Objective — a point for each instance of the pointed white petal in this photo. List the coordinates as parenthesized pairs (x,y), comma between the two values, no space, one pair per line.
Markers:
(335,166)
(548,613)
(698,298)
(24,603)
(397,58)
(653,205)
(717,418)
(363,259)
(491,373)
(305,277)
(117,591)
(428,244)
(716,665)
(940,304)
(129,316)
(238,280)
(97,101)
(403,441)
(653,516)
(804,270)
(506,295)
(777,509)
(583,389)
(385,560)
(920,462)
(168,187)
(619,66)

DESCRIPTION OF THE TASK: Every entry above should be duplicated exactly.

OUTPUT FOR THIS TASK:
Objective — a point for each instance of the pointed white petal in this photo. List the coordinates as parenthesized pairs (x,y), comma between the two values, no space, one pair per line.
Markers:
(335,166)
(548,613)
(698,298)
(24,603)
(397,58)
(653,205)
(717,418)
(363,259)
(491,373)
(305,277)
(117,591)
(428,244)
(716,665)
(940,304)
(129,316)
(238,280)
(97,101)
(403,441)
(653,516)
(804,270)
(506,295)
(777,509)
(583,389)
(385,560)
(920,462)
(168,187)
(619,66)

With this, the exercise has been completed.